◆ **Texte à lire**:
· · ·

Monsieur le président, mesdames, messieurs les sénateurs, c’est la première fois que je participe à ce débat préalable à la réunion du Conseil européen. Je suis heureuse de pouvoir bénéficier de vos remarques, qui nous aideront à préparer au mieux cette échéance importante.
Je commencerai par ce qui sera le dossier central de ces deux jours de Conseil européen : le Brexit.
Les chefs d’État ou de gouvernement devront se prononcer sur la recommandation de la Commission européenne de passer à la deuxième phase des négociations avec le Royaume-Uni, de façon de commencer à négocier le cadre de nos relations futures.
Les progrès effectués sont très significatifs. Nous serons extrêmement attentifs à ce que nos priorités politiques soient pleinement prises en compte dans les lignes directrices que le Conseil européen adoptera le 15 décembre, puis dans le mandat de négociation révisé qui sera confié à Michel Barnier, si possible en mars 2018.

· · ·

◆ **Tâches et exercices**:
a – Recopiez le discours de « Monsieur le président, mesdames, messieurs » à « cette échéance importante. », en substituant « députés » à « sénateurs ».
b – Transcrivez en tableau Markdown les lignes de la liste, de la ligne contenant « Where can you see the human » à la ligne contenant « point(259, 316) », en omettant les lignes vides. Donnez au tableau deux colonnes intitulées « Numéro » et « Ligne ».

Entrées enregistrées

· · ·

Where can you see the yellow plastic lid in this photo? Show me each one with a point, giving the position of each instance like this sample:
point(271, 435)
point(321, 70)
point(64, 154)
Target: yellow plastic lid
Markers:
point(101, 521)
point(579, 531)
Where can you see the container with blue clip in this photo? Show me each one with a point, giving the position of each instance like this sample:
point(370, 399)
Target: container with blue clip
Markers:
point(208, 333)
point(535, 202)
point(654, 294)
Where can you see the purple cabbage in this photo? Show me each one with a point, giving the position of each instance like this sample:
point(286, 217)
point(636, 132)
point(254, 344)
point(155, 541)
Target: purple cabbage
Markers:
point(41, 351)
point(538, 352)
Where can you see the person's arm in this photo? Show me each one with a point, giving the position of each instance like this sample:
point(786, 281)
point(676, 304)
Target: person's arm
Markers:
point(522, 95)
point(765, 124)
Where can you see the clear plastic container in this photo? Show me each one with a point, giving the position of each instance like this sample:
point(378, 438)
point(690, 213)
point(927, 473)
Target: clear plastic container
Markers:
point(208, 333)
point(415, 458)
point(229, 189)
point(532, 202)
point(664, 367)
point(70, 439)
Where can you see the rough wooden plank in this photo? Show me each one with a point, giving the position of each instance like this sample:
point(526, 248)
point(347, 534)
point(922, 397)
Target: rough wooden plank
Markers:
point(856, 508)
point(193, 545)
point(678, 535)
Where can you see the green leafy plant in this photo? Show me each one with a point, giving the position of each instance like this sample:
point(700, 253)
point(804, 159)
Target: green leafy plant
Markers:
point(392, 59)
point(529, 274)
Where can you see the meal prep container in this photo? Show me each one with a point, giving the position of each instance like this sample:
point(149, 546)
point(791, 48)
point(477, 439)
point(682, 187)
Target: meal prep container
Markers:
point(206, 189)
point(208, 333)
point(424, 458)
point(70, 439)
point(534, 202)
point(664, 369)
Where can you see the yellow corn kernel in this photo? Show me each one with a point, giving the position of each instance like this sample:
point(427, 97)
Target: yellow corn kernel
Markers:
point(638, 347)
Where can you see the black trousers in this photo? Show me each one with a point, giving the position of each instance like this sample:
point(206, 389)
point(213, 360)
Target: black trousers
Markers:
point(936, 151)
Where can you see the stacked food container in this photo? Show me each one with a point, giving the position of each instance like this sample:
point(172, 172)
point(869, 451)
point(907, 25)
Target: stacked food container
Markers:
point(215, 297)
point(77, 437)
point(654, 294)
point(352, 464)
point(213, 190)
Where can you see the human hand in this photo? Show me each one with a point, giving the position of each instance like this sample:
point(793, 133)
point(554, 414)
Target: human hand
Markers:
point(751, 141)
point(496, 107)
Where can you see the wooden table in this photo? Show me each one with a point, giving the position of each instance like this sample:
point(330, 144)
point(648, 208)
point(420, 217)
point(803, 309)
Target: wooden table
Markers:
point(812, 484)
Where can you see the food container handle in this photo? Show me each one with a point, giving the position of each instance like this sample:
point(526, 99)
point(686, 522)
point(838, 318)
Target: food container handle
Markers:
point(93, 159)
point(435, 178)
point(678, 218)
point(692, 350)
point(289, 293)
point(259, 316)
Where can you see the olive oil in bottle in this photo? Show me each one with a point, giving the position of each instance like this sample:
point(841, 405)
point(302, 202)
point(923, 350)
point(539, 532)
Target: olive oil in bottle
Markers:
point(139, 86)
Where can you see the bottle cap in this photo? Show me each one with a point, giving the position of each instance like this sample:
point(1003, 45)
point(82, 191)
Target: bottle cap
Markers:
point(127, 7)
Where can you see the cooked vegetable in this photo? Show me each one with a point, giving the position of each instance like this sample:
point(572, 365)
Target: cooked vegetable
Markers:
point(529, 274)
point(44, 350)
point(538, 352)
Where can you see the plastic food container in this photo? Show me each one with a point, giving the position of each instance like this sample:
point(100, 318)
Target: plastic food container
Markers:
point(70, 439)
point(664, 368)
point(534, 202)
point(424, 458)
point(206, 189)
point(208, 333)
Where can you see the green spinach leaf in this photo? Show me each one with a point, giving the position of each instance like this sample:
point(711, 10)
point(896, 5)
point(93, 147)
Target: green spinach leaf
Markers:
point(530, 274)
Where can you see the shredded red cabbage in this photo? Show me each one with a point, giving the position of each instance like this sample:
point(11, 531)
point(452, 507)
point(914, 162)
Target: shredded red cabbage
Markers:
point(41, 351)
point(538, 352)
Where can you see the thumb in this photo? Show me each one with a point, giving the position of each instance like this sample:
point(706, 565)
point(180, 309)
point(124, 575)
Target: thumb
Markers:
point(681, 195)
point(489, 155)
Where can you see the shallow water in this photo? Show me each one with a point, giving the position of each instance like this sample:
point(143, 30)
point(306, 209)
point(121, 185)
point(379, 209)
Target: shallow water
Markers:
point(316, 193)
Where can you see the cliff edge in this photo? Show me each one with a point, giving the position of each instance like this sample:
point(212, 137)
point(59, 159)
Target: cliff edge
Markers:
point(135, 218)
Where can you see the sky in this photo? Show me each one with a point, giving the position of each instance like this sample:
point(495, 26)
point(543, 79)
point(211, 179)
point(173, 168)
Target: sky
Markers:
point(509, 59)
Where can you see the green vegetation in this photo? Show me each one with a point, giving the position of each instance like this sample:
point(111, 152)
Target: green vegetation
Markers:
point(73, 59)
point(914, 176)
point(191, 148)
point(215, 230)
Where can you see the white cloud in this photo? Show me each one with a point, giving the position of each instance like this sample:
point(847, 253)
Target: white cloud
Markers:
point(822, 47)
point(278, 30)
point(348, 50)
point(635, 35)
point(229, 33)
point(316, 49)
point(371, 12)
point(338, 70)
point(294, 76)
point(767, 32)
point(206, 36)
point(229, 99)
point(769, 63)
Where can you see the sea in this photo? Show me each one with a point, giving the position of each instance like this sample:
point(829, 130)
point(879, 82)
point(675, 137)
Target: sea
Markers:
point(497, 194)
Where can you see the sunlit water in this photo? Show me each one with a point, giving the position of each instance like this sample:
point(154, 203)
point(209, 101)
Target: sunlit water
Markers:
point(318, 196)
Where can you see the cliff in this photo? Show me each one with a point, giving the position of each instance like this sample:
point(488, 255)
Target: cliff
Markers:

· · ·

◆ **Réponses aux tâches**:
a –
Monsieur le président, mesdames, messieurs les députés, c’est la première fois que je participe à ce débat préalable à la réunion du Conseil européen. Je suis heureuse de pouvoir bénéficier de vos remarques, qui nous aideront à préparer au mieux cette échéance importante.

b –
| Numéro | Ligne |
|---|---|
| 1 | Where can you see the human hand in this photo? Show me each one with a point, giving the position of each instance like this sample: |
| 2 | point(793, 133) |
| 3 | point(554, 414) |
| 4 | Target: human hand |
| 5 | Markers: |
| 6 | point(751, 141) |
| 7 | point(496, 107) |
| 8 | Where can you see the wooden table in this photo? Show me each one with a point, giving the position of each instance like this sample: |
| 9 | point(330, 144) |
| 10 | point(648, 208) |
| 11 | point(420, 217) |
| 12 | point(803, 309) |
| 13 | Target: wooden table |
| 14 | Markers: |
| 15 | point(812, 484) |
| 16 | Where can you see the food container handle in this photo? Show me each one with a point, giving the position of each instance like this sample: |
| 17 | point(526, 99) |
| 18 | point(686, 522) |
| 19 | point(838, 318) |
| 20 | Target: food container handle |
| 21 | Markers: |
| 22 | point(93, 159) |
| 23 | point(435, 178) |
| 24 | point(678, 218) |
| 25 | point(692, 350) |
| 26 | point(289, 293) |
| 27 | point(259, 316) |